▶ [Given request] Output the lines below verbatim, every one of them, without any changes.
-- START Exercise data --
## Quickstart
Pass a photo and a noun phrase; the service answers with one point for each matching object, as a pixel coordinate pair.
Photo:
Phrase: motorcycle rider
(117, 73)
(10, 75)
-- END Exercise data --
▶ [Exercise response]
## Quickstart
Pass a photo and a noun phrase; the service answers with one point for each matching object, as a pixel coordinate pair.
Photo:
Phrase: motorcycle rider
(117, 73)
(10, 75)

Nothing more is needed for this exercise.